■ What needs to be done ■
Show every line of the data entries that contains the string "slope", matching case exactly.

Data entries:

***

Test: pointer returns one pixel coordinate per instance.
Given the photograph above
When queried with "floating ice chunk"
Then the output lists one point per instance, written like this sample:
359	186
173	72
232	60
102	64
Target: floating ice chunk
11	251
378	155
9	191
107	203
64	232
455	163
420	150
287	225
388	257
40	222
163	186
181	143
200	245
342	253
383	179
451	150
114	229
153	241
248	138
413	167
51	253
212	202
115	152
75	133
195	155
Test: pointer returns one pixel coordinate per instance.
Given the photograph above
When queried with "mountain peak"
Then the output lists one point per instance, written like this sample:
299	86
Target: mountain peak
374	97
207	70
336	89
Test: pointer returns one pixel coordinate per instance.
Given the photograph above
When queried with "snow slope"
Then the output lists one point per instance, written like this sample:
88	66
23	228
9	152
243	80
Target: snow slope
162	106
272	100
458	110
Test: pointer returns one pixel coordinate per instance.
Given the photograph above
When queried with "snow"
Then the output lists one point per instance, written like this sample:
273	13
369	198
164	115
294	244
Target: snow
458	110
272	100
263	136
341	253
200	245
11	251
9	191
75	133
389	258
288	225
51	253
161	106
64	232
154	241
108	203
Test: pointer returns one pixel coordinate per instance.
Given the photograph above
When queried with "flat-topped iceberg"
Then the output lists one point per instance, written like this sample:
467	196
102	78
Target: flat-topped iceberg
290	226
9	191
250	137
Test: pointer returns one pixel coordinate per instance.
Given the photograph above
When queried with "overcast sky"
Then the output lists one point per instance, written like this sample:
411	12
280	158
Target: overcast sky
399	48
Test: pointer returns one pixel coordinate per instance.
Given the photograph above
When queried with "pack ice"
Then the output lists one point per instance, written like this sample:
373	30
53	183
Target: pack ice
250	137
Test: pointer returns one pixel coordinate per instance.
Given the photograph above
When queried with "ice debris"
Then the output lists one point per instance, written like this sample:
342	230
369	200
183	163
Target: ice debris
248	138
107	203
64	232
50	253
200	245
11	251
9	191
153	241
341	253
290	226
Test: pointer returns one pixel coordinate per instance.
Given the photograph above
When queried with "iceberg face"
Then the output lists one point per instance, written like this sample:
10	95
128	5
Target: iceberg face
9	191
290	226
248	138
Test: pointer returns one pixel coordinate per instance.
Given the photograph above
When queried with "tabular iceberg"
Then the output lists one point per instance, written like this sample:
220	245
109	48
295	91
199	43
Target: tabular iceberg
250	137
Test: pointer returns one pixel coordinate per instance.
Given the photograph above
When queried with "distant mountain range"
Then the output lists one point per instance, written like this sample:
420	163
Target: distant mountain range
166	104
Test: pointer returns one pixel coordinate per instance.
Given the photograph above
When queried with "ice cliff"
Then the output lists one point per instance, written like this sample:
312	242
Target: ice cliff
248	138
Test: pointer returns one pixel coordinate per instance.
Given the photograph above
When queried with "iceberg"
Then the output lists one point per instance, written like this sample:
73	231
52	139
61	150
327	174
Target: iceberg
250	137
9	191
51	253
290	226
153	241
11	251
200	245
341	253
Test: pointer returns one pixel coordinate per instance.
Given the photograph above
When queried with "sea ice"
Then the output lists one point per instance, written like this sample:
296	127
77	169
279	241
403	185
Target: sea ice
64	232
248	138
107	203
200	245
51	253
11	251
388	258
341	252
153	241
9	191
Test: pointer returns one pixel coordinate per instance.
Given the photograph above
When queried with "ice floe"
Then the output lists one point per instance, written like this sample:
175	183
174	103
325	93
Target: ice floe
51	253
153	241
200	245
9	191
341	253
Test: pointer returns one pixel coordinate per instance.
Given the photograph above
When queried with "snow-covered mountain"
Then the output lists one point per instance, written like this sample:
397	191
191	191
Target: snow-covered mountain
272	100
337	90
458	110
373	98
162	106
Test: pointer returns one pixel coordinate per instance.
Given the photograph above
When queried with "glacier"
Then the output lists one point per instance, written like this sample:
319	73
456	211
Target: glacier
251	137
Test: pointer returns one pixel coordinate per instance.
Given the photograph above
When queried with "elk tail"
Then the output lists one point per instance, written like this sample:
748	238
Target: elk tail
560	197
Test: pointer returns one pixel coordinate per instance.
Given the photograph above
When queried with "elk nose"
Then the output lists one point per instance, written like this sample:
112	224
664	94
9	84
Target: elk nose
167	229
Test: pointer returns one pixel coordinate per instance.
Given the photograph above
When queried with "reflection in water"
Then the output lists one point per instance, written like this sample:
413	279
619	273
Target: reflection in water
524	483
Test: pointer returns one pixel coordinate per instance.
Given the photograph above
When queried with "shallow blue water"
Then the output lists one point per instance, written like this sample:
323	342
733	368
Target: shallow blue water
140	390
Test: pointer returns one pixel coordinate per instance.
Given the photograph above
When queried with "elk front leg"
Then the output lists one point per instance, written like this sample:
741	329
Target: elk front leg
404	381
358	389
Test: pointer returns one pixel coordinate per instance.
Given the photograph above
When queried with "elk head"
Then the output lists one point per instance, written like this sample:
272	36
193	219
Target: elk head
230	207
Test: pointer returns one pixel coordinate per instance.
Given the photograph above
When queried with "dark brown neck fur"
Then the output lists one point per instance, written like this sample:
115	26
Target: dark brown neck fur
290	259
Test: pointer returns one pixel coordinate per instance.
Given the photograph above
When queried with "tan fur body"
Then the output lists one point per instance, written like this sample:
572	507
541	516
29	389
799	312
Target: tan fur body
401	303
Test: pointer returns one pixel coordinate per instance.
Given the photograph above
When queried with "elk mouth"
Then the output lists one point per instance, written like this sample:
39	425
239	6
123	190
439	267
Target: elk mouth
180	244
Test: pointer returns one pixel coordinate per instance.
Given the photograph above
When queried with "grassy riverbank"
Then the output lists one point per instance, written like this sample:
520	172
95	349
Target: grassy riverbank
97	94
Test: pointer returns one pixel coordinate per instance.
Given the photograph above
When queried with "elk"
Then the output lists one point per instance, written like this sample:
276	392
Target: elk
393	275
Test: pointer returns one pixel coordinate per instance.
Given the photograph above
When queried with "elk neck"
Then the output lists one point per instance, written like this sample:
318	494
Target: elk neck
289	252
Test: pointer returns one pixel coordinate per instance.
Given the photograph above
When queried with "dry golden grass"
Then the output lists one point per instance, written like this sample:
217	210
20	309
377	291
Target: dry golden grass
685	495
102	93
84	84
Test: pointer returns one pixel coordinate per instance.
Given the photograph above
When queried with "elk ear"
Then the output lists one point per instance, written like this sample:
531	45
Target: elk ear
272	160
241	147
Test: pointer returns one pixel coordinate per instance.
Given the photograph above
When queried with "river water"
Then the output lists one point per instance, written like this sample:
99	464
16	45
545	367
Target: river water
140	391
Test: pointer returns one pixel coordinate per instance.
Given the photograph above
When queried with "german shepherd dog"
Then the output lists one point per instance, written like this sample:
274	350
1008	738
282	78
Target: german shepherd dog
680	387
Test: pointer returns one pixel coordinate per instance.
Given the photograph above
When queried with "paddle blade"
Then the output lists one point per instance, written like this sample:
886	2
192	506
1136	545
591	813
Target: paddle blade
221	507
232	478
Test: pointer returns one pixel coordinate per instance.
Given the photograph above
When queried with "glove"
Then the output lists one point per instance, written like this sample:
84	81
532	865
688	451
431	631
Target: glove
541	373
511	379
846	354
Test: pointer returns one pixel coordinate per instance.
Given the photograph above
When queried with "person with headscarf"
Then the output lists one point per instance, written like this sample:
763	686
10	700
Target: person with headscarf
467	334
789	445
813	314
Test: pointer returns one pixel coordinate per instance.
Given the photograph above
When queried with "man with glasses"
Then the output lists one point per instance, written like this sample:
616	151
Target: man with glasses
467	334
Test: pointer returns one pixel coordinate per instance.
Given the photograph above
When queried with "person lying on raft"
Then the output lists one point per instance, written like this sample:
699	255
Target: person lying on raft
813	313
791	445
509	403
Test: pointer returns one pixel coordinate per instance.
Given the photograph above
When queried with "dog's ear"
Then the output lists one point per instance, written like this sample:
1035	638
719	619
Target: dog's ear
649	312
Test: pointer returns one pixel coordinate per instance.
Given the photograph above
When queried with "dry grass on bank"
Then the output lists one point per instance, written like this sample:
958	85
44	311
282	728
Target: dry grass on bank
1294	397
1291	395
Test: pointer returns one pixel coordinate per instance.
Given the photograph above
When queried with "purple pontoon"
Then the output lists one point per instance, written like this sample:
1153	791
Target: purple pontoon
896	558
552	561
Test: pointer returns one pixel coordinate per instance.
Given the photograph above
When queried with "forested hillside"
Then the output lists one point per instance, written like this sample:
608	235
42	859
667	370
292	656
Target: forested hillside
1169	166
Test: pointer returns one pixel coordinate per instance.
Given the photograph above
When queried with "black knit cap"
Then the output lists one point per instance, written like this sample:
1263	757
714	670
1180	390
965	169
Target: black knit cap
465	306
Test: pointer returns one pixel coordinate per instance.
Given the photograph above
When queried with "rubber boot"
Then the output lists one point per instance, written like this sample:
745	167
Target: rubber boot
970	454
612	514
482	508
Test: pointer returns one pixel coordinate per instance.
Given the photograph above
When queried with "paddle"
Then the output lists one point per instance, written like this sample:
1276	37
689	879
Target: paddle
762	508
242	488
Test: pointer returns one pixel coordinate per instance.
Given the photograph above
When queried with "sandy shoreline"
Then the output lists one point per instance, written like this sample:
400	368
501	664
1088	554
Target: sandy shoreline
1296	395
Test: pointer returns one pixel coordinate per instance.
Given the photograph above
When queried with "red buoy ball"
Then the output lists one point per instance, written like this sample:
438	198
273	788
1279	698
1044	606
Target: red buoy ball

***

■ The answer ■
When queried with "snow slope"
Target: snow slope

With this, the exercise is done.